◆ LISTED ENTRIES
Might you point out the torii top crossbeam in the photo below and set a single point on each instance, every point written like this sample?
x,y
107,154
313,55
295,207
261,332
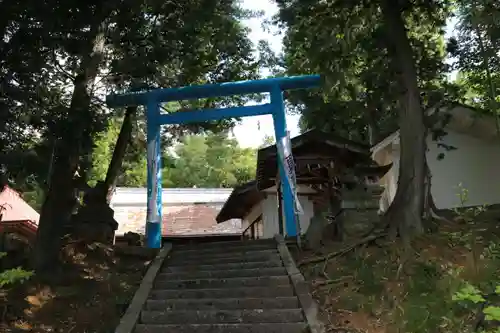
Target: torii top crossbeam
x,y
155,118
212,90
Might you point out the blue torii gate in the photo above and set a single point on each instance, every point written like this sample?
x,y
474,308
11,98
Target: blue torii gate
x,y
154,118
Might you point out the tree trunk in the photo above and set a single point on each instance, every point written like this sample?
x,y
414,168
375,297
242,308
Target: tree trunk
x,y
119,152
372,125
58,205
405,213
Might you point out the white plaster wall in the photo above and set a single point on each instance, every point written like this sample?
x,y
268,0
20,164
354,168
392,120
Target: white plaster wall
x,y
270,215
252,215
475,163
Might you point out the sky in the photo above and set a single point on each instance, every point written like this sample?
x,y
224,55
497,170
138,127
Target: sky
x,y
252,130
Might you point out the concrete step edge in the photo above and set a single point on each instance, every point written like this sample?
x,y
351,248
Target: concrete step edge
x,y
252,272
222,254
223,316
255,264
226,244
227,259
290,302
224,328
234,279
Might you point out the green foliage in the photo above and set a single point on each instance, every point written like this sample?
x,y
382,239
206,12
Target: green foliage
x,y
12,276
15,275
347,43
197,42
474,49
203,160
465,213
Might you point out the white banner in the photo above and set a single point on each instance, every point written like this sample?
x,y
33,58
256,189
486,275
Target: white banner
x,y
152,213
284,146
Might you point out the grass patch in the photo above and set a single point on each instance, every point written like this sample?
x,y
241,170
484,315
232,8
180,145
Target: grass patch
x,y
381,288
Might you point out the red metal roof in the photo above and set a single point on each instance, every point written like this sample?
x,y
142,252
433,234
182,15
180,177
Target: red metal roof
x,y
16,209
17,215
178,220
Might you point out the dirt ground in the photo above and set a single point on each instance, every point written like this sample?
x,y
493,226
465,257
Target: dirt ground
x,y
88,295
378,287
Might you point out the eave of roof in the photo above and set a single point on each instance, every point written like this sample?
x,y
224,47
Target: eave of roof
x,y
466,120
242,198
310,148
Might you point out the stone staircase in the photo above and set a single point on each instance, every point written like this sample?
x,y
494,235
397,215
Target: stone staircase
x,y
223,287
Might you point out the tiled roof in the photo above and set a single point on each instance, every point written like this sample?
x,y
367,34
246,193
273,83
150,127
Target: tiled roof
x,y
170,196
187,219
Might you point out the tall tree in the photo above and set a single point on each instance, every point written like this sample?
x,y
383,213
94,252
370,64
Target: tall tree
x,y
380,59
211,160
475,50
60,57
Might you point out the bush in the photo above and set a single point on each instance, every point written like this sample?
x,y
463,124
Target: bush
x,y
14,275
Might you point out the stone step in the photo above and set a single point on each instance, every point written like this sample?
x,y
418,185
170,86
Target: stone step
x,y
225,328
280,291
250,272
224,246
229,266
178,261
223,304
223,316
226,254
260,281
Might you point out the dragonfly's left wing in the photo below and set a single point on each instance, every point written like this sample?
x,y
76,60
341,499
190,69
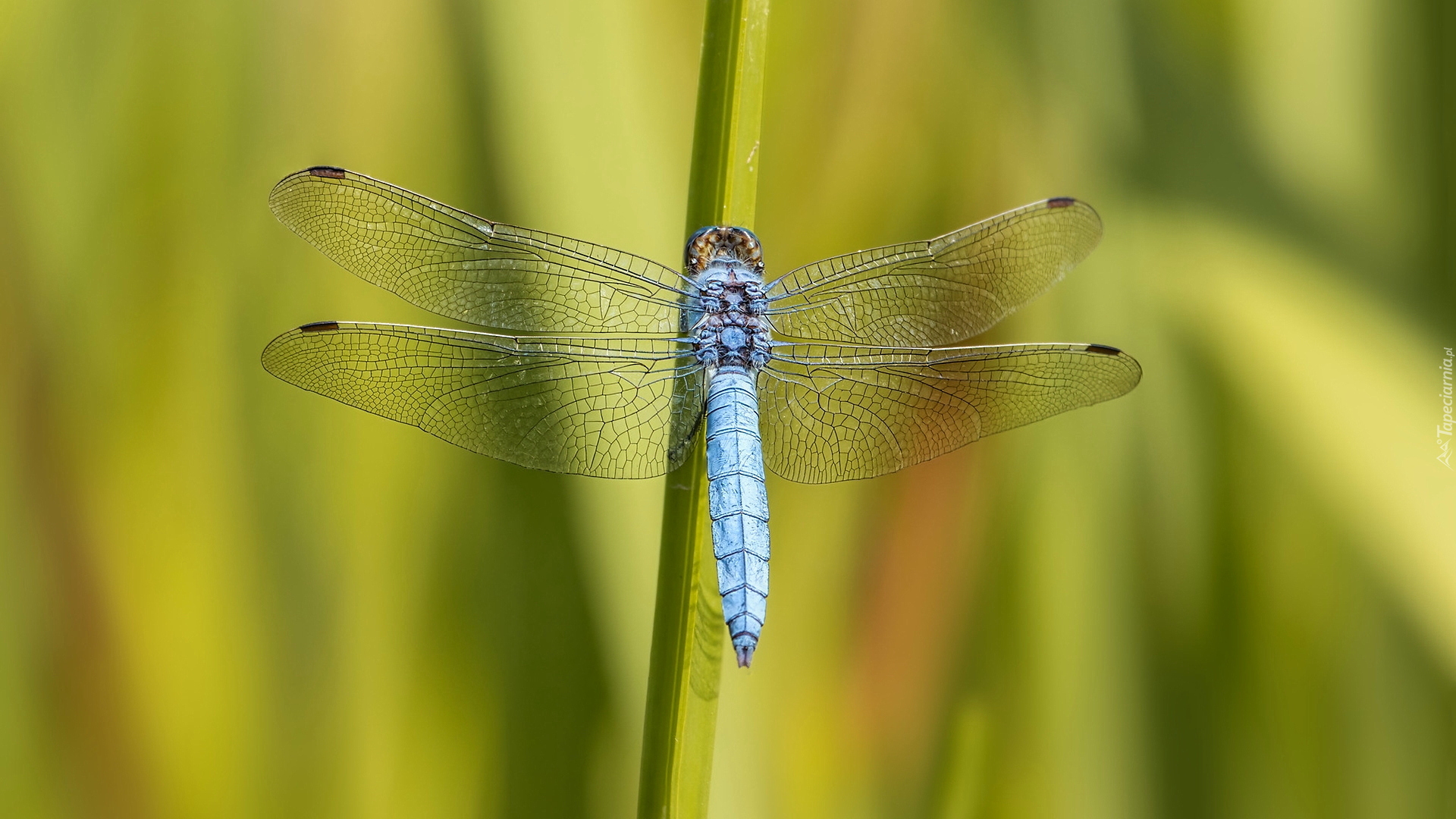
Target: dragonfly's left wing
x,y
604,407
835,413
463,267
938,292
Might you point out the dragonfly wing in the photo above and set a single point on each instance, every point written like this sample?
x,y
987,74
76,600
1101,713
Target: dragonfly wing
x,y
604,407
835,413
465,267
938,292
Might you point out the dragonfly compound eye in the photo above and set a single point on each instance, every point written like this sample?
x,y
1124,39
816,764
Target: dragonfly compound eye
x,y
723,242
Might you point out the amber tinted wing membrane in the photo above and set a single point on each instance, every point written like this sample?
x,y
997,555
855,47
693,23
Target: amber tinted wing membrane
x,y
601,407
465,267
938,292
835,413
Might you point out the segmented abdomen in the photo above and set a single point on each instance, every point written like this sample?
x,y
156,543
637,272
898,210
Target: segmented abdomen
x,y
739,506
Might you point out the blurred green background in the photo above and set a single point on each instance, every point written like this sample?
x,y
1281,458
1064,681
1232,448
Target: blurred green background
x,y
1228,595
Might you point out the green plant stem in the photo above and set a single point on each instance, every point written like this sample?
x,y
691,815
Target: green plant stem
x,y
688,630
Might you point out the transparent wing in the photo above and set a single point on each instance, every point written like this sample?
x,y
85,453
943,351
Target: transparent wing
x,y
836,413
469,268
938,292
603,407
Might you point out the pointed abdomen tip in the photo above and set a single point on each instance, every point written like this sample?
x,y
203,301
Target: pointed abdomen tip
x,y
745,656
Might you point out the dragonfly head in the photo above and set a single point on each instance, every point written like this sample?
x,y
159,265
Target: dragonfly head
x,y
721,242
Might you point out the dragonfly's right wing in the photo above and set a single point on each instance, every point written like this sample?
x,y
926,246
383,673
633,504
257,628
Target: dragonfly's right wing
x,y
938,292
835,413
604,407
463,267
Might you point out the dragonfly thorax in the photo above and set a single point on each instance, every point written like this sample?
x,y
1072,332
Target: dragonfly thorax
x,y
733,330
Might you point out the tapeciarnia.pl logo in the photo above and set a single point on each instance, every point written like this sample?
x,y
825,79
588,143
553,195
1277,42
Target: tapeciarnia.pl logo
x,y
1443,430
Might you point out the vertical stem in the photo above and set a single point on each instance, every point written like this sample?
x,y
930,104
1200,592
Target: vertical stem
x,y
688,630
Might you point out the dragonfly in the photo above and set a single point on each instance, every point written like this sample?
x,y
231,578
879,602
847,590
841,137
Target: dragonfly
x,y
598,362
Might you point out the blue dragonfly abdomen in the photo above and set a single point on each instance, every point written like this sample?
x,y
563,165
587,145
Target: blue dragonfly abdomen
x,y
733,341
739,506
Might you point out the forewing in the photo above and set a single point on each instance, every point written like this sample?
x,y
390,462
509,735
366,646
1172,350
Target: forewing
x,y
465,267
832,413
938,292
603,407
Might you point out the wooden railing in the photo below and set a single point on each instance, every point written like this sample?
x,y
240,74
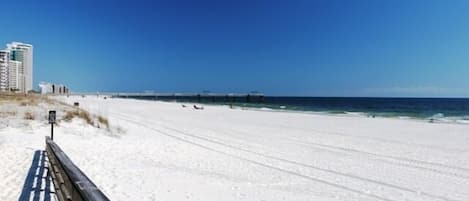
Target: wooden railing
x,y
70,183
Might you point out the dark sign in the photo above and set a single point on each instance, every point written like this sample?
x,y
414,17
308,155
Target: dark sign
x,y
52,117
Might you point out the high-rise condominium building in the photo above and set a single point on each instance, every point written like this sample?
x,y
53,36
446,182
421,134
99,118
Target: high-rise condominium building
x,y
16,78
23,53
4,60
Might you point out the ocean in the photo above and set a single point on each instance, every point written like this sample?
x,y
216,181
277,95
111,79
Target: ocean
x,y
432,109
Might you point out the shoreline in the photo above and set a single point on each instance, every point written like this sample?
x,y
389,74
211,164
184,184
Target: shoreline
x,y
436,119
168,152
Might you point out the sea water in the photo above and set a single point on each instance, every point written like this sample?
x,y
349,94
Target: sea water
x,y
434,109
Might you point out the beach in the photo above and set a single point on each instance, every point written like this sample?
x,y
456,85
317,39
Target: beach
x,y
162,151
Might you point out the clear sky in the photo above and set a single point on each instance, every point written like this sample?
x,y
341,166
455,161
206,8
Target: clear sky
x,y
301,48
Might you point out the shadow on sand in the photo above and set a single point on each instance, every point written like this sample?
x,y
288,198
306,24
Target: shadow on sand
x,y
37,185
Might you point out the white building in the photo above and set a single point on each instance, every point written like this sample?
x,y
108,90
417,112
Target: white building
x,y
45,87
4,60
48,88
15,76
23,53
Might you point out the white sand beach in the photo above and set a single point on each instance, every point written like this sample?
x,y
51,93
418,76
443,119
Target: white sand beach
x,y
162,151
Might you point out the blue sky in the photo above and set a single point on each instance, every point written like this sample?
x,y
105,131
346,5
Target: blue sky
x,y
300,48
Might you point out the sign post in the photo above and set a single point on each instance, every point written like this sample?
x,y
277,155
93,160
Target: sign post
x,y
52,122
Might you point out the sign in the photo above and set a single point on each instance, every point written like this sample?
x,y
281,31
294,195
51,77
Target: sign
x,y
52,116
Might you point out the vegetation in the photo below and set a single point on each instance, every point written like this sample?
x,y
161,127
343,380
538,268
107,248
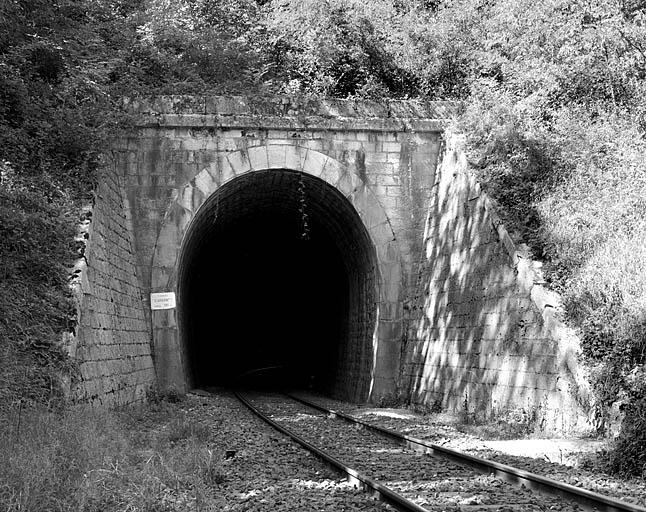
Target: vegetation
x,y
162,457
555,119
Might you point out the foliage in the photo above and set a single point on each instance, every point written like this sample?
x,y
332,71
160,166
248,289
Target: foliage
x,y
154,458
555,123
338,48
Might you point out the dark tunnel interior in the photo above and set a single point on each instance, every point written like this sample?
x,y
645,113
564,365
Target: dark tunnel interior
x,y
275,270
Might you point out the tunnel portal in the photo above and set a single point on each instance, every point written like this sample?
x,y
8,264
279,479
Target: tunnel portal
x,y
277,270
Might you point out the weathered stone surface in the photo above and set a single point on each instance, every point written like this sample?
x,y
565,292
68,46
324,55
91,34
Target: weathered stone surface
x,y
458,315
483,335
112,341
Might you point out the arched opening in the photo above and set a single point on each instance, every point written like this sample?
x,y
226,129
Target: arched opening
x,y
254,292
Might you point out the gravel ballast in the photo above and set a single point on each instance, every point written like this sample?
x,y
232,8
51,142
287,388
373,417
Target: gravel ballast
x,y
262,470
432,482
557,459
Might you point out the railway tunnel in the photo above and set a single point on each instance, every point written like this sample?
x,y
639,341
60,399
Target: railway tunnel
x,y
278,270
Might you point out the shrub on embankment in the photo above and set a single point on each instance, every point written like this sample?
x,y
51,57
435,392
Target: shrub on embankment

◆ WHAT IS EXPECTED
Pull out each line of the listing that holds the string "shrub".

◆ SOLVED PROBLEM
Might you point out the shrub on embankment in the photo above and set a single point on each instance, every point written like this sample?
Target: shrub on embankment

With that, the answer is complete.